** Opening The data block **

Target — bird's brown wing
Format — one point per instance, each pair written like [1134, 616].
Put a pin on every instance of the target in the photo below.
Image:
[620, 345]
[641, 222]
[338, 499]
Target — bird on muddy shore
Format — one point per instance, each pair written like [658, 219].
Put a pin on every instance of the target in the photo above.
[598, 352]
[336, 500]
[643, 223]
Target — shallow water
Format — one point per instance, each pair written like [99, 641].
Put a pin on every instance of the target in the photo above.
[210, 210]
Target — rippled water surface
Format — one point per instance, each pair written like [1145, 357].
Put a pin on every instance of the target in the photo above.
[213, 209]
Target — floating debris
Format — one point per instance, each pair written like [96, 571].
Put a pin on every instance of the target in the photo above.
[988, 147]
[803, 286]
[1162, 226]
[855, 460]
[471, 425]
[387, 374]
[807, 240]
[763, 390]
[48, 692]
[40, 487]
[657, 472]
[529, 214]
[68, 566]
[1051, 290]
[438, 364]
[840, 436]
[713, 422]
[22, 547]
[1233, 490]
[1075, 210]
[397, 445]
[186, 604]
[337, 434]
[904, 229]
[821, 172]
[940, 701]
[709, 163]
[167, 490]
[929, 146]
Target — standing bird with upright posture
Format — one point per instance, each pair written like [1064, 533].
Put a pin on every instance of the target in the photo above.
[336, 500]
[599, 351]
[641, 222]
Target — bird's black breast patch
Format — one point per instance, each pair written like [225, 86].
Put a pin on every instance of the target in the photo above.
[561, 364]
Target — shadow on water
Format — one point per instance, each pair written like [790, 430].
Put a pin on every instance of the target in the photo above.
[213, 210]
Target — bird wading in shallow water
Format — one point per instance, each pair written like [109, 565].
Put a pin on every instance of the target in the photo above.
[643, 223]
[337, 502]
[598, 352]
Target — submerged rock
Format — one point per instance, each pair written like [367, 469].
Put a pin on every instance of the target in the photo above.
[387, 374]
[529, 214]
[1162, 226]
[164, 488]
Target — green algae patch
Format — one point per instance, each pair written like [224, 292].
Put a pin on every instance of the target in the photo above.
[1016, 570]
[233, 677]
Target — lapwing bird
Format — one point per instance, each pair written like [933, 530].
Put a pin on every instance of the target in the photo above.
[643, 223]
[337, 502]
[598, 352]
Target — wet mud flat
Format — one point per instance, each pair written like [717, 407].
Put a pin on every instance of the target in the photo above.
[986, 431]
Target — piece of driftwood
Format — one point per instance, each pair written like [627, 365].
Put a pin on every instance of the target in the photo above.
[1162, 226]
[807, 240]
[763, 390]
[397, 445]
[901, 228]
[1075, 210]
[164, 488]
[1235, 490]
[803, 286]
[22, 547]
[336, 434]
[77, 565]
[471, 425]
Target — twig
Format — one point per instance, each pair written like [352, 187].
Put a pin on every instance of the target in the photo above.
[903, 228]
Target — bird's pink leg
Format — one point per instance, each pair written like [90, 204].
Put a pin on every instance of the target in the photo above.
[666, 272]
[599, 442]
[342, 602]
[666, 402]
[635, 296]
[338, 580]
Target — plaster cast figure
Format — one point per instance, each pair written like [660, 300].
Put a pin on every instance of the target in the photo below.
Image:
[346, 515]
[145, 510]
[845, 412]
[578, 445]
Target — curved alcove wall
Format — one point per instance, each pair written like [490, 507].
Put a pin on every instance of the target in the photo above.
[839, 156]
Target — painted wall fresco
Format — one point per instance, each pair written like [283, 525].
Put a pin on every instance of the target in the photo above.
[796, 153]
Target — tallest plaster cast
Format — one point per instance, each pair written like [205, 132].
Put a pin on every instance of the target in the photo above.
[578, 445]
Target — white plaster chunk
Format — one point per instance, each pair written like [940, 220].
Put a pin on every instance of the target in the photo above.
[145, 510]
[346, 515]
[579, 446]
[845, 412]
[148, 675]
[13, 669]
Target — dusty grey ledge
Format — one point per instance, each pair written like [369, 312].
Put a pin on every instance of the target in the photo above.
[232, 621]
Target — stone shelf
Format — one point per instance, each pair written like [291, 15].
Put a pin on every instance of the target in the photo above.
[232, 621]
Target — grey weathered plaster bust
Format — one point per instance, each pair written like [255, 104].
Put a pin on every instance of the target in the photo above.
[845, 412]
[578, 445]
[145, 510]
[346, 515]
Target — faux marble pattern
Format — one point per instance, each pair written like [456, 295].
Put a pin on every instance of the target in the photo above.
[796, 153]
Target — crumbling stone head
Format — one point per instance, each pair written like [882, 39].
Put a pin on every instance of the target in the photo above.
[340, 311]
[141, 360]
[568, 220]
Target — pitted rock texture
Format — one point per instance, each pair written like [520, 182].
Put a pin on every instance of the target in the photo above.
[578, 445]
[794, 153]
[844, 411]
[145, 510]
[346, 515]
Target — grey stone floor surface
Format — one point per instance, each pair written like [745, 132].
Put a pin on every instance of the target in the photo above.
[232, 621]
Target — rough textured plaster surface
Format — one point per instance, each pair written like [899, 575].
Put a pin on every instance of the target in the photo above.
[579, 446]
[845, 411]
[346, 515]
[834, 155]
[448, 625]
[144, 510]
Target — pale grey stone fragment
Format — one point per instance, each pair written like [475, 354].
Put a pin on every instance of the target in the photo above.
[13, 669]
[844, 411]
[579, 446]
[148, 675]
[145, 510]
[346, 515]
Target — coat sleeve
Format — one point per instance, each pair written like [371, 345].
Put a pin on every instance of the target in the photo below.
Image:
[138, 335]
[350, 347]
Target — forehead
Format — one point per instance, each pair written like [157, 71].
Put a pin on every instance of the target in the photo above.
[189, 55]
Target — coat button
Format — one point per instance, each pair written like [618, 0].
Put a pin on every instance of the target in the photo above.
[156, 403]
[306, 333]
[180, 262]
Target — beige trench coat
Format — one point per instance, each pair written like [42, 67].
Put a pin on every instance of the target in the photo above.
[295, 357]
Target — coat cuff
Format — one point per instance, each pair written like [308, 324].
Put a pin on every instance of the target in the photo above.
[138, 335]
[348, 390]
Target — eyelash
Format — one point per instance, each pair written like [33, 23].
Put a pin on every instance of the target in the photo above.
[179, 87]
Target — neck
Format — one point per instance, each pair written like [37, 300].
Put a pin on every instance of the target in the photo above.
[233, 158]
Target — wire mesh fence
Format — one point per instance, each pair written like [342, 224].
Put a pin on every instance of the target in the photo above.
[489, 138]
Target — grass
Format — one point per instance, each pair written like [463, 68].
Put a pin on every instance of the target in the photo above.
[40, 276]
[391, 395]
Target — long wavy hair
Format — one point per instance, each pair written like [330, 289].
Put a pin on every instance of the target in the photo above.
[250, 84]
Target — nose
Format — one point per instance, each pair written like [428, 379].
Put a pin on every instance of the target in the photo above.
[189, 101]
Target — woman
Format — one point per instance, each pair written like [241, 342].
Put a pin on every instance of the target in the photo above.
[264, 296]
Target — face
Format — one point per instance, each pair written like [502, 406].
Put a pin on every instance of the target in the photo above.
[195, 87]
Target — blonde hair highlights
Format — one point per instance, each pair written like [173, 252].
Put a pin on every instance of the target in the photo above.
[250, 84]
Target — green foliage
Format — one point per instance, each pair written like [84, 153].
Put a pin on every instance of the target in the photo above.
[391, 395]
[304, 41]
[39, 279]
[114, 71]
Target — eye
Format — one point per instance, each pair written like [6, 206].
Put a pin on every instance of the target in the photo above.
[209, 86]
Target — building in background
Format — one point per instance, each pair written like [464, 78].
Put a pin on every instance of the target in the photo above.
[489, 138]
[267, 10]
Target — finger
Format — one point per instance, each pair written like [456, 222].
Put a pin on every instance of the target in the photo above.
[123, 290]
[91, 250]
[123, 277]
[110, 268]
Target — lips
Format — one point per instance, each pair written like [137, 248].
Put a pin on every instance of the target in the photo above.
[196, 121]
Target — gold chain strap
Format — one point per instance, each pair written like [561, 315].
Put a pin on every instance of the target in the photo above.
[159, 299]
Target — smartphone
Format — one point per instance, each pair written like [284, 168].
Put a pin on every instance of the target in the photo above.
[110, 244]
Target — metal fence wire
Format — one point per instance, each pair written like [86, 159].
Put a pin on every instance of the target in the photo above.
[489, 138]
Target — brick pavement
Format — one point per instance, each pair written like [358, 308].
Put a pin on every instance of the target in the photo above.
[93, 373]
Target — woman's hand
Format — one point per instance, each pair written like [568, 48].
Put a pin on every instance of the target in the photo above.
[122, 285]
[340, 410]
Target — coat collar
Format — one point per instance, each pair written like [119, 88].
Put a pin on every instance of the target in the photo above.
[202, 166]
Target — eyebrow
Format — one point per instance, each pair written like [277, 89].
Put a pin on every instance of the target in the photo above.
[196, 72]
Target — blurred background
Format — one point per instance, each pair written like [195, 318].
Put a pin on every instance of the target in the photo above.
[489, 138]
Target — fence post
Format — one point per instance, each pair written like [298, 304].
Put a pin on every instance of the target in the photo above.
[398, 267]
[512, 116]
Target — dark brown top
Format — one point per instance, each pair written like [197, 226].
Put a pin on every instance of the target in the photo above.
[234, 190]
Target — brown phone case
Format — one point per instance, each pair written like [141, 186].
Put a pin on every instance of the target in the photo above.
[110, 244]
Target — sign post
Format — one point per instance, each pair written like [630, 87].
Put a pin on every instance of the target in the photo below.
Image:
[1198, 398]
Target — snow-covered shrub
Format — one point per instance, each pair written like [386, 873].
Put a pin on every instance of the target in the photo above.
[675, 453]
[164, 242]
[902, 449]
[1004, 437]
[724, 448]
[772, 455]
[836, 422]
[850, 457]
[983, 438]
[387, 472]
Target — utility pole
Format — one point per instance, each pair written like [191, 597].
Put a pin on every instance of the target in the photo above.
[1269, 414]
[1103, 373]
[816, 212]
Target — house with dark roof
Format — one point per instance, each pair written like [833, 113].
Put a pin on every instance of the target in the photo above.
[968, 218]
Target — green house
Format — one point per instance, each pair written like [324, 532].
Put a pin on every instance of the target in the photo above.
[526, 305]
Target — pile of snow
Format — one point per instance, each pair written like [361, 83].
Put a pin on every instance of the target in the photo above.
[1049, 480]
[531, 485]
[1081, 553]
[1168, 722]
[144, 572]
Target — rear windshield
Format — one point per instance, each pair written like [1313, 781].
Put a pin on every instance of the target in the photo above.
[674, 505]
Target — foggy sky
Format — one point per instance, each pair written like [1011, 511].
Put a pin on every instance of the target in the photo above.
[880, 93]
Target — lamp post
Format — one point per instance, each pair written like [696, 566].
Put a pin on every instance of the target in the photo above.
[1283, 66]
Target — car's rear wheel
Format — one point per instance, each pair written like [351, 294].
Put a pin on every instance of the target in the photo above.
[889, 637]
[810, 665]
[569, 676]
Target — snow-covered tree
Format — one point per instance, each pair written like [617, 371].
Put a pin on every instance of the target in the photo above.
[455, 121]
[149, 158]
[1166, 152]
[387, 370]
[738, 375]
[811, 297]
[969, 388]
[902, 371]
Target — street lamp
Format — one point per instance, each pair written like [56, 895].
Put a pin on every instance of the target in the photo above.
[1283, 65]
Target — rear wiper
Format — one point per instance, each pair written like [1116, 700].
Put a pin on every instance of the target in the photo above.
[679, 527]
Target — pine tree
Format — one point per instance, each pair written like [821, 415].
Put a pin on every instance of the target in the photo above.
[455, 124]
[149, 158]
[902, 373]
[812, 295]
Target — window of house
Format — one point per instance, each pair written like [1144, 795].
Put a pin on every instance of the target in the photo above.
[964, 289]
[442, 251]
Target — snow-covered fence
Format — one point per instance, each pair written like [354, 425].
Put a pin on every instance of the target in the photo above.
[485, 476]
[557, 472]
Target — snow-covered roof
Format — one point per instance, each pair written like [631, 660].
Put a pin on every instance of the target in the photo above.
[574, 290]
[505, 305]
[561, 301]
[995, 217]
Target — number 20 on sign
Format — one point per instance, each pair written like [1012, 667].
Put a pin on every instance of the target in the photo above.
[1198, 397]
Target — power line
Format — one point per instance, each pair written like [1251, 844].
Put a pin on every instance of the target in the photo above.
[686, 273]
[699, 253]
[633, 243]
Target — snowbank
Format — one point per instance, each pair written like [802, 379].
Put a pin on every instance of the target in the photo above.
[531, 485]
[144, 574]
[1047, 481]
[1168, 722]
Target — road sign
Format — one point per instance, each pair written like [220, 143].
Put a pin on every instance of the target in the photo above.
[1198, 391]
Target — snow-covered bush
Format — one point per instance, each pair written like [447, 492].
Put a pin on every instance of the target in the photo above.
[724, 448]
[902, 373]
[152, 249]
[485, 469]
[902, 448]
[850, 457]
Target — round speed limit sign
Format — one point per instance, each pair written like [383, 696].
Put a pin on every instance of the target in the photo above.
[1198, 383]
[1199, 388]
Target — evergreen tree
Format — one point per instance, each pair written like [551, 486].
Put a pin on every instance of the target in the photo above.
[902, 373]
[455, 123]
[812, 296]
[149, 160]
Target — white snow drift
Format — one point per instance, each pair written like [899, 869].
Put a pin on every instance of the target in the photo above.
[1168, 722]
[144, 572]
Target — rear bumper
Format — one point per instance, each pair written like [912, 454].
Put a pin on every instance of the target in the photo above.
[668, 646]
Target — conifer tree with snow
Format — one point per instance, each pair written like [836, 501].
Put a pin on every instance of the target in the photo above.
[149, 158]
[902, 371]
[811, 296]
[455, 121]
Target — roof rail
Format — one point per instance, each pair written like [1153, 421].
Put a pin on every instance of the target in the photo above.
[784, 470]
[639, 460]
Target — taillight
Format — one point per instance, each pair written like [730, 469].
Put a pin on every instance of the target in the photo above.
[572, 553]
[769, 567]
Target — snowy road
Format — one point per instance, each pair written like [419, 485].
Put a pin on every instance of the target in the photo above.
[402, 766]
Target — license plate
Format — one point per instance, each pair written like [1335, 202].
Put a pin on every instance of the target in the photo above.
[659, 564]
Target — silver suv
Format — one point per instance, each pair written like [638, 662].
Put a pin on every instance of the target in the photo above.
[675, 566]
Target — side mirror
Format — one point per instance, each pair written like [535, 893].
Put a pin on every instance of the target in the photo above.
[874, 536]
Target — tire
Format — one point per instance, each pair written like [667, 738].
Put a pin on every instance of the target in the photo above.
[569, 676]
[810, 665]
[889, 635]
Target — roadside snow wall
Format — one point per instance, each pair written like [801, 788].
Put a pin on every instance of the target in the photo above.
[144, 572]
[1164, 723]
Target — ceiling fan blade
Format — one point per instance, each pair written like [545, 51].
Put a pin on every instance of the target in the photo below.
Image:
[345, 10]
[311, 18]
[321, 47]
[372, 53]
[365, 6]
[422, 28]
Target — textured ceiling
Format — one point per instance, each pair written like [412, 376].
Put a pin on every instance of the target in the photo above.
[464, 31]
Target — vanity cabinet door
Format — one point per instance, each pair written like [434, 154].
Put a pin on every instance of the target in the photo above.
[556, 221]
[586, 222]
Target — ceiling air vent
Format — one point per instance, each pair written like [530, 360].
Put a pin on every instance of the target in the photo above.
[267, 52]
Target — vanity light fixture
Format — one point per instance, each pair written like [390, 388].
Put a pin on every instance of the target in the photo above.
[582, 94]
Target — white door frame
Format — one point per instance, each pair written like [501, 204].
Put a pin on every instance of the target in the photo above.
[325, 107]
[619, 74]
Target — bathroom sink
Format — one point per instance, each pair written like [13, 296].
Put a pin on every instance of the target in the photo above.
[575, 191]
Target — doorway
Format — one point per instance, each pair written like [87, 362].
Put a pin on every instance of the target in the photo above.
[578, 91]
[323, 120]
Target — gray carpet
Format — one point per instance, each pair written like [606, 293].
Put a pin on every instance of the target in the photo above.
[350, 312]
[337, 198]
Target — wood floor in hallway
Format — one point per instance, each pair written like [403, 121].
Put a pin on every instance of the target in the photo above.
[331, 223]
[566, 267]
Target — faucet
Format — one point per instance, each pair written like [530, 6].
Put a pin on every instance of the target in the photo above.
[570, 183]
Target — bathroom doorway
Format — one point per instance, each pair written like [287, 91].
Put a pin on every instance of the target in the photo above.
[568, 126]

** Closing The data block **

# About this task:
The answer should hold only the lines from the start of the records above through the line containing "like [1064, 533].", each set down exactly.

# Task result:
Target — bird's brown wing
Format — one point per instance, each pair written like [1134, 616].
Put a pin on every instance of the target in the photo below.
Image:
[620, 345]
[641, 222]
[338, 499]
Target — bird on muddy shore
Format — one point per instance, each pair written like [658, 219].
Put a pin on every instance of the target in the photo above.
[598, 352]
[336, 500]
[643, 223]
Target — shallow water
Format — one point per instance, each pair written like [99, 641].
Put a pin on every instance of the target in the photo above.
[210, 210]
Target — rippled water surface
Format — one point per instance, each pair written like [1145, 357].
Put a pin on every instance of the target in the photo above.
[213, 209]
Target — floating debris
Format — one point per instance, each pair written like [96, 571].
Put a pin on every instance of the target in the photo above.
[988, 147]
[803, 286]
[1162, 226]
[855, 460]
[471, 425]
[387, 374]
[807, 240]
[763, 390]
[48, 692]
[40, 487]
[657, 472]
[529, 214]
[68, 566]
[1051, 290]
[438, 364]
[840, 436]
[713, 422]
[22, 547]
[1233, 490]
[1075, 210]
[397, 445]
[186, 604]
[337, 434]
[904, 229]
[821, 172]
[940, 701]
[709, 163]
[167, 490]
[929, 146]
Target — standing bird with upright posture
Format — one point per instance, each pair written like [1064, 533].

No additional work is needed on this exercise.